Please pull out every line of the data below that contains the string "flower" and copy each one in full. Case counts when matching.

┄┄┄┄┄┄

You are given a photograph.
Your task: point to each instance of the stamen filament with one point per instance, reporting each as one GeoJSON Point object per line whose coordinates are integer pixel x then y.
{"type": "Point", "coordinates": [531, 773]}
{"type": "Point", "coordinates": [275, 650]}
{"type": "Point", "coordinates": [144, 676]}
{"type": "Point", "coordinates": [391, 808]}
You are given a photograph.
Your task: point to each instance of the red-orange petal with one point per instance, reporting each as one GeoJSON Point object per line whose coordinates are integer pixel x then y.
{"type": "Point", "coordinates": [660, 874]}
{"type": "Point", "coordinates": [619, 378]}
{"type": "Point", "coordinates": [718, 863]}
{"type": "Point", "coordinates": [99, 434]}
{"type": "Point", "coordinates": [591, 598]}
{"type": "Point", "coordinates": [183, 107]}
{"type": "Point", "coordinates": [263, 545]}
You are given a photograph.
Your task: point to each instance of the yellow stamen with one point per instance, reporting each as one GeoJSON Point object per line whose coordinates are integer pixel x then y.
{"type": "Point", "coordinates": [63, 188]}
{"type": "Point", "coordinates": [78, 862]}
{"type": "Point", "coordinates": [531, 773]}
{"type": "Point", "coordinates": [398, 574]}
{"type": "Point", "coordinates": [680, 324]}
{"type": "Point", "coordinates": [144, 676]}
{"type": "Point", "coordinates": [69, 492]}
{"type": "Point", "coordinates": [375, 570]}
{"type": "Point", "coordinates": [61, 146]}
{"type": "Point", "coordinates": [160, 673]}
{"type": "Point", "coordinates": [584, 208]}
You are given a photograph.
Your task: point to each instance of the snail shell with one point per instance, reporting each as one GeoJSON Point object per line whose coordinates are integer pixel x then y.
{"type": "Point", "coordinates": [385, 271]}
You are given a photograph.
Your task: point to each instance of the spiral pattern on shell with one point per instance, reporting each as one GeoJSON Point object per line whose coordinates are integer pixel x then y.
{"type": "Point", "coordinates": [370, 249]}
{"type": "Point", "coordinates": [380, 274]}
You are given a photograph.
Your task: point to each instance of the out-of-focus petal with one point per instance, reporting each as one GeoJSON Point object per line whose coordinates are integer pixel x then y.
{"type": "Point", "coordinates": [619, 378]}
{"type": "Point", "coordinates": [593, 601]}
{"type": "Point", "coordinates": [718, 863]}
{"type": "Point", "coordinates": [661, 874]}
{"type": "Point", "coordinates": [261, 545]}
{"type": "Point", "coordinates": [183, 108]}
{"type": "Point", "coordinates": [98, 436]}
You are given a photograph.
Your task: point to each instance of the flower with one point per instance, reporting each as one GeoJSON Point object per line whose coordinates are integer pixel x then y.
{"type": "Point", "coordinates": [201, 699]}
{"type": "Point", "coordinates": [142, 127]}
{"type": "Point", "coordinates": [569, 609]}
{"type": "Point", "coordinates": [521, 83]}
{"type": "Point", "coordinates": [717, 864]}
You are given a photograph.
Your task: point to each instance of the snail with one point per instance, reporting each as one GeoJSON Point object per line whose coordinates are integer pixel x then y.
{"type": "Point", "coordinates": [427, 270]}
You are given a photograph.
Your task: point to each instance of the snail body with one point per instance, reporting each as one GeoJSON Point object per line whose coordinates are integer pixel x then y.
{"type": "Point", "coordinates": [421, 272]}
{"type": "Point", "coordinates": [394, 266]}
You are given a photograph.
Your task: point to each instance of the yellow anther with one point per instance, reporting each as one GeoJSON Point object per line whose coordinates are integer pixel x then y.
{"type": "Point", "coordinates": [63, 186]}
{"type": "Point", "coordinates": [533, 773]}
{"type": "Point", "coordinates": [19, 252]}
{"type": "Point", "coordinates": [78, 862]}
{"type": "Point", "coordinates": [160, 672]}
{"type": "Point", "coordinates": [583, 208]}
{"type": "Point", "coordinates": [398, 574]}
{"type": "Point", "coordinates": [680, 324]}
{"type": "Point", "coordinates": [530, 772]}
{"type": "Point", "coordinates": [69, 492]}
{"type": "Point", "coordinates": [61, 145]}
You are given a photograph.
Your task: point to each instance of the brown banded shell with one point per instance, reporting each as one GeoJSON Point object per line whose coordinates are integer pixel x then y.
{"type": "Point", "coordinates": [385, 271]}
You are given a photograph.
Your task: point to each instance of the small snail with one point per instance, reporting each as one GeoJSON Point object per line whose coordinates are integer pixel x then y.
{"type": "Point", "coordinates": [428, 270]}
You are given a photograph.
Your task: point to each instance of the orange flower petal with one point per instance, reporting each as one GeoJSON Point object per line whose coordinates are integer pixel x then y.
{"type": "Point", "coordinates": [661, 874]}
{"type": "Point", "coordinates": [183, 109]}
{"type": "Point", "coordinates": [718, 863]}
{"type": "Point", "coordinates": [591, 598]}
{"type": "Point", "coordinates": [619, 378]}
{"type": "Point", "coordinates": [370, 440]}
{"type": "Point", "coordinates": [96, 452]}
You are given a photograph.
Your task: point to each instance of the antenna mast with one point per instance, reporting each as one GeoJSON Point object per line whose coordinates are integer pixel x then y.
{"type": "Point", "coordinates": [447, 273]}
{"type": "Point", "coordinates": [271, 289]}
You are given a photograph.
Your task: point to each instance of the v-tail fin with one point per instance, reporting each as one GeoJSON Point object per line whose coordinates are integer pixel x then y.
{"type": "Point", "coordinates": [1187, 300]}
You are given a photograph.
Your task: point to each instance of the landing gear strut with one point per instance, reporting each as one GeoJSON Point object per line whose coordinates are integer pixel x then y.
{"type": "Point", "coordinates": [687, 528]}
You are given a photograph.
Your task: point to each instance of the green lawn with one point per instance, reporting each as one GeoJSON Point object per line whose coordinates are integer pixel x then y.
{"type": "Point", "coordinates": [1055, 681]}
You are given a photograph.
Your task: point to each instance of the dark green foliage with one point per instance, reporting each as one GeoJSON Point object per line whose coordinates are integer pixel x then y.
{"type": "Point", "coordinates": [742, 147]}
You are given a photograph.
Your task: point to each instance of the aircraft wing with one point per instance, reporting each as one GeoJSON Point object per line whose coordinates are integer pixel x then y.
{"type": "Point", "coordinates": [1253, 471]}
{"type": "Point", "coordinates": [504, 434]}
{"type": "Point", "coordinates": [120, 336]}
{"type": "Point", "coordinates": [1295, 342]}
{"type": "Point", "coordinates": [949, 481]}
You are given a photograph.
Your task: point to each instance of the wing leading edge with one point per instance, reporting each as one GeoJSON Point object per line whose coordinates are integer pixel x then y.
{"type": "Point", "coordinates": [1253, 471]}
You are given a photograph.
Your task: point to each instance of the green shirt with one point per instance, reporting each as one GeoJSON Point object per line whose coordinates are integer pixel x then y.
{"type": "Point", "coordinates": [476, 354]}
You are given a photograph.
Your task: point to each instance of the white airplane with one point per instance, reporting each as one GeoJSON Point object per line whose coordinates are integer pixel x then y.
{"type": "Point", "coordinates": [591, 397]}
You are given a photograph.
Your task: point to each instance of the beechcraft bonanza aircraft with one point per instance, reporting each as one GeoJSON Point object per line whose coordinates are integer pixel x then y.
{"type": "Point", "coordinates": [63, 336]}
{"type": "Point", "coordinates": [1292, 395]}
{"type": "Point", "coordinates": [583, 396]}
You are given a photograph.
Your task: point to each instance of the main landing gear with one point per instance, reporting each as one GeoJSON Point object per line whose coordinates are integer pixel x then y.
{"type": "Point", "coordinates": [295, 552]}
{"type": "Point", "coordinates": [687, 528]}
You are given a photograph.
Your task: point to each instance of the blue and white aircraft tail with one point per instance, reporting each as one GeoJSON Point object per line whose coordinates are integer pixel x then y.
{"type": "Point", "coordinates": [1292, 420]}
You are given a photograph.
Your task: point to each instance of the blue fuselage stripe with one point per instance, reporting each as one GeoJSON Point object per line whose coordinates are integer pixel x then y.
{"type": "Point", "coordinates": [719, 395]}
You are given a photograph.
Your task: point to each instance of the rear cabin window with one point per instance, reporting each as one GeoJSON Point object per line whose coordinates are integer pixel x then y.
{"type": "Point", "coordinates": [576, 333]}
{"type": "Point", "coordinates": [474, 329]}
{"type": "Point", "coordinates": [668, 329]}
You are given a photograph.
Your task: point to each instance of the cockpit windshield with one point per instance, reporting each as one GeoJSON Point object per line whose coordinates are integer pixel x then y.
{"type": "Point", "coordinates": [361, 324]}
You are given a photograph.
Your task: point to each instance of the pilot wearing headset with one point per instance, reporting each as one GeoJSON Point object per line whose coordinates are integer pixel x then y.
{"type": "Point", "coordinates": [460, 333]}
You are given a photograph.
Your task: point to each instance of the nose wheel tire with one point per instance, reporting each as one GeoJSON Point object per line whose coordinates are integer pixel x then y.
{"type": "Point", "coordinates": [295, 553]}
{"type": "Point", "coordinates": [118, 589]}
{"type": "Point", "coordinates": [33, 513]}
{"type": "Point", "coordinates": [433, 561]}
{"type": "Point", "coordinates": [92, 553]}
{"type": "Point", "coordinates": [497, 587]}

┄┄┄┄┄┄

RESPONSE BELOW:
Your task: point to each instance of the flower with one point per instance, reporting each as one GeoJSON Point object per line whose coordinates are integer pixel x then y.
Your task: point to each instance of the orange flower petal with one point per instance, reporting each as one GeoJSON Point object per line whose coordinates are integer pixel x then y.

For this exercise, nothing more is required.